Which AGN jets quench star formation in massive galaxies?

Abstract

Without additional heating, radiative cooling of the halo gas of massive galaxies (Milky Way-mass and above) produces cold gas or stars exceeding that observed. Heating from active galactic nucleus (AGN) jets is likely required, but the jet properties remain unclear. This is particularly challenging for galaxy simulations, where the resolution is orders-of-magnitude insufficient to resolve jet formation and evolution. On such scales, the uncertain parameters include the jet energy form [kinetic, thermal, cosmic ray (CR)]; energy, momentum, and mass flux; magnetic fields; opening angle; precession; and duty cycle. We investigate these parameters in a 10¹⁴M⊙ halo using high-resolution non-cosmological magnetohydrodynamic simulations with the FIRE-2 (Feedback In Realistic Environments) stellar feedback model, conduction, and viscosity. We explore which scenarios qualitatively meet observational constraints on the halo gas and show that CR-dominated jets most efficiently quench the galaxy by providing CR pressure support and modifying the thermal instability. Mildly relativistic (∼MeV or ∼10¹⁰K) thermal plasma jets work but require ∼10 times larger energy input. For fixed energy flux, jets with higher specific energy (longer cooling times) quench more effectively. For this halo mass, kinetic jets are inefficient at quenching unless they have wide opening or precession angles. Magnetic fields also matter less except when the magnetic energy flux reaches ≳ 10⁴⁴ erg s⁻¹ in a kinetic jet model, which significantly widens the jet cocoon. The criteria for a successful jet model are an optimal energy flux and a sufficiently wide jet cocoon with a long enough cooling time at the cooling radius.

§ **DATA PROVIDED**
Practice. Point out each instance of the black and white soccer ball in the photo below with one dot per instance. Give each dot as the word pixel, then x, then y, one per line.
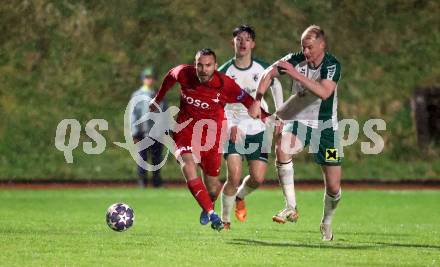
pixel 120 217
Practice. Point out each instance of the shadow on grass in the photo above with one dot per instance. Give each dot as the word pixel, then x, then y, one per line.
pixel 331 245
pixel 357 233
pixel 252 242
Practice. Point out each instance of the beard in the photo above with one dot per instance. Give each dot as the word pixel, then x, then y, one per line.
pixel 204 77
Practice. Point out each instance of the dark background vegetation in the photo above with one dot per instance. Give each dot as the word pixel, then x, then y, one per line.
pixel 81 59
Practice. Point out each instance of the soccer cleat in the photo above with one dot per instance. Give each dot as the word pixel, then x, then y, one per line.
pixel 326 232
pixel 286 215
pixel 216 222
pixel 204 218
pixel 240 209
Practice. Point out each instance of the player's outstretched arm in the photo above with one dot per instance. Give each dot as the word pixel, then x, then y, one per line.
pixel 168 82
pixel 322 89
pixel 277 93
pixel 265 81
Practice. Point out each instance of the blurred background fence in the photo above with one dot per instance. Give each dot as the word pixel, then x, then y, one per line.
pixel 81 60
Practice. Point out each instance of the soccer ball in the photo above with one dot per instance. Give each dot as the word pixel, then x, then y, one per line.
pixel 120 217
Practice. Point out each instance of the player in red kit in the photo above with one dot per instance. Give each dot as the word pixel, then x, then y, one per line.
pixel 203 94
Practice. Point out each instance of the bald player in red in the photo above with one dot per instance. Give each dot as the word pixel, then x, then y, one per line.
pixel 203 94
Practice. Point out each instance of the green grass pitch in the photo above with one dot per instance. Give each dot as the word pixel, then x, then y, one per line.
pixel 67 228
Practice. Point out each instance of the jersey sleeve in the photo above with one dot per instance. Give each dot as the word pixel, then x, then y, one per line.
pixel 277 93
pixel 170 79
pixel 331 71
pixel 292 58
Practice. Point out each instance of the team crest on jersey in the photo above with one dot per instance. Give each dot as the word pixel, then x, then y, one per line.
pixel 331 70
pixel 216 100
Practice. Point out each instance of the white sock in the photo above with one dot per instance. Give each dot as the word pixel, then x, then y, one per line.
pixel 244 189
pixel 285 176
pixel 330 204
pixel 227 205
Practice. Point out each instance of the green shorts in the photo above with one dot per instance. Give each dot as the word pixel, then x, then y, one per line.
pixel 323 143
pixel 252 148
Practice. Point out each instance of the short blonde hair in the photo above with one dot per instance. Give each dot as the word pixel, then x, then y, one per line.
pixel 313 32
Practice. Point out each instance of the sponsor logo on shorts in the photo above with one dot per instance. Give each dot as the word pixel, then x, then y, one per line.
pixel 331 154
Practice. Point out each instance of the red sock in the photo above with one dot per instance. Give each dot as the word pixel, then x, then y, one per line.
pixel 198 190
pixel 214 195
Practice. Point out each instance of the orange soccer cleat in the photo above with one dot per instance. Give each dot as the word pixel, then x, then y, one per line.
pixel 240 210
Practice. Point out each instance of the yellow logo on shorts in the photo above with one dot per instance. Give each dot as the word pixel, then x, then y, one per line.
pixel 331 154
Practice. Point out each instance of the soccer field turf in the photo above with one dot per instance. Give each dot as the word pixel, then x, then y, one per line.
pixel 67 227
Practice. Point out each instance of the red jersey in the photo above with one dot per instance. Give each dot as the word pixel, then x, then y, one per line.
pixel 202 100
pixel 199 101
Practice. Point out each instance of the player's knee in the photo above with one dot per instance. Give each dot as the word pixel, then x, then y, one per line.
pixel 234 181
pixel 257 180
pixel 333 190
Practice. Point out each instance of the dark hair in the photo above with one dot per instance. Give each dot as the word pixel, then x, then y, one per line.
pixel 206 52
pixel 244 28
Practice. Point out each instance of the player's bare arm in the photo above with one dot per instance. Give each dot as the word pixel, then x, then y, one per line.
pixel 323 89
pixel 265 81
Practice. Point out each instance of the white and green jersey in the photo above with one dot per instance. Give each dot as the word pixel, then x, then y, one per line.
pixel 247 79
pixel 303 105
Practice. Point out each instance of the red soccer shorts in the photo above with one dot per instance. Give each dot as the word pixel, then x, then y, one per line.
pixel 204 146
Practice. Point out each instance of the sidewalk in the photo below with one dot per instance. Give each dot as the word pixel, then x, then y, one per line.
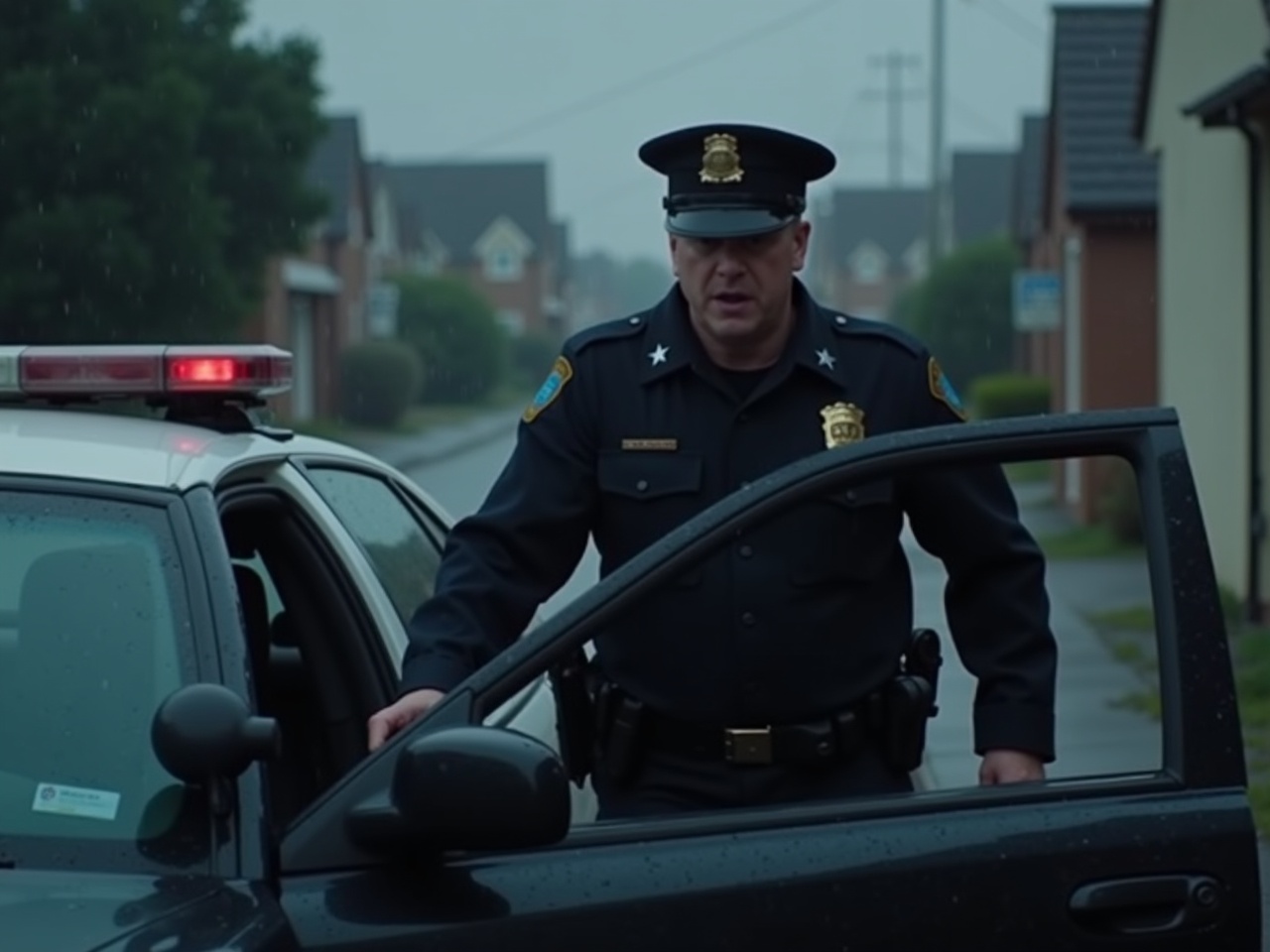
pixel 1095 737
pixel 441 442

§ **EXERCISE**
Can you summarize the abstract above in two sentences?

§ **SOLUTION BELOW**
Radiative cooling of halo gas in massive galaxies would produce more cold gas or stars than observed, and the abstract investigates uncertain AGN jet parameters (energy form, fluxes, magnetic fields, opening angle, precession, and duty cycle) with high-resolution non-cosmological magnetohydrodynamic simulations of a 10¹⁴M⊙ halo using the FIRE-2 stellar feedback model. Cosmic-ray-dominated jets quench the galaxy most efficiently, mildly relativistic thermal plasma jets need about ten times more energy input, and kinetic jets are inefficient unless they have wide opening or precession angles; a successful jet needs an optimal energy flux and a sufficiently wide cocoon with a long enough cooling time at the cooling radius.